━━━ Information provided

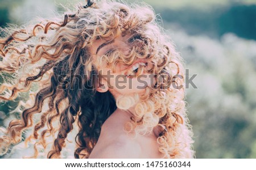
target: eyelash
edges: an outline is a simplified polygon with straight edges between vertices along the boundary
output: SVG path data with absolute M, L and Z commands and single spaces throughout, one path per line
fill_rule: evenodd
M 136 40 L 142 40 L 142 37 L 141 35 L 137 35 L 128 40 L 128 42 L 131 43 L 135 41 Z
M 105 54 L 106 56 L 109 55 L 111 53 L 113 52 L 114 50 L 113 49 L 110 49 L 110 50 L 108 50 Z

━━━━━━

◆ **Exercise**: Can you swap "vertices" for "points" throughout the listing above and give it back otherwise unchanged, without the pictures?

◆ **Worked answer**:
target: eyelash
edges: an outline is a simplified polygon with straight edges between points along the boundary
output: SVG path data with absolute M, L and Z commands and single spaces throughout, one path per line
fill_rule: evenodd
M 136 40 L 142 40 L 142 37 L 141 35 L 137 35 L 128 40 L 128 42 L 131 43 L 135 41 Z
M 105 54 L 106 56 L 109 55 L 111 53 L 113 52 L 114 50 L 113 49 L 110 49 L 110 50 L 108 50 Z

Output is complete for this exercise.